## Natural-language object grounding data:

◆ ◆ ◆ ◆ ◆

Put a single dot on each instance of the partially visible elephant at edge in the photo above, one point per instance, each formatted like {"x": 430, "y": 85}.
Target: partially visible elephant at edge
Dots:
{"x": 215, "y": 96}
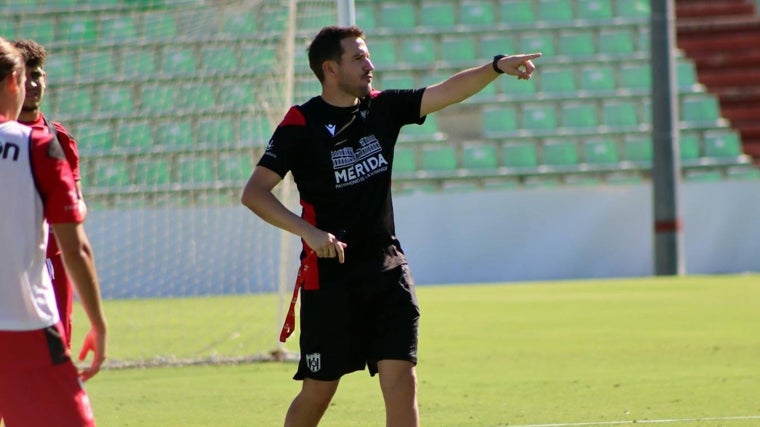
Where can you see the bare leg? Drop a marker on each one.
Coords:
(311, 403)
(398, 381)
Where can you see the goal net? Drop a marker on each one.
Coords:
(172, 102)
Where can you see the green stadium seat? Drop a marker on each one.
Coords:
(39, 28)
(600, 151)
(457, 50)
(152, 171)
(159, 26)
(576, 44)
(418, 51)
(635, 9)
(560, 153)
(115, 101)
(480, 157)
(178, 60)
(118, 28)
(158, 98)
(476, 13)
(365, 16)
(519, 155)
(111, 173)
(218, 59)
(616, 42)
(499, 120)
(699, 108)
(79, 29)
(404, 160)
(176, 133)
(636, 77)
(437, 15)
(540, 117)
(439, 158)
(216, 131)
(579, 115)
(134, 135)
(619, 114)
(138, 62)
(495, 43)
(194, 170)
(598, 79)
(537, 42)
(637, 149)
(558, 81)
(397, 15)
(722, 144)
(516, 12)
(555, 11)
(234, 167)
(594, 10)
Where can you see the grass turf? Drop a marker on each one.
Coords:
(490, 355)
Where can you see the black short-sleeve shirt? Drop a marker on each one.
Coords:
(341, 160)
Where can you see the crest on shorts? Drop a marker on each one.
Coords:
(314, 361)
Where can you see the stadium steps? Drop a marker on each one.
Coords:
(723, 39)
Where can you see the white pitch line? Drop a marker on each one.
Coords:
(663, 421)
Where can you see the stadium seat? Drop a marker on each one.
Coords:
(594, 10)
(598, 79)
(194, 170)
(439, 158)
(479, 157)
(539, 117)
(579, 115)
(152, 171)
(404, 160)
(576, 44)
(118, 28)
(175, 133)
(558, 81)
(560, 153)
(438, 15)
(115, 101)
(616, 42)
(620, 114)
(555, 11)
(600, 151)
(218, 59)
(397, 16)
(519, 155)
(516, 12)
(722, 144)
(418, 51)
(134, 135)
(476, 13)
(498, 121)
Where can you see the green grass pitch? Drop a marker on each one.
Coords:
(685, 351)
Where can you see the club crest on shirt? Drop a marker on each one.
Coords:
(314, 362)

◆ ◆ ◆ ◆ ◆

## Problem to solve:
Which lines above run from the one containing "Where can you see the goal" to the one containing "Where can you see the green stadium"? Give them again exactly, both ends included.

## Output of the exercise:
Where can you see the goal net? Drop a marker on each one.
Coords:
(172, 102)
Where can you see the green stadium seat? Drop a marker on each one.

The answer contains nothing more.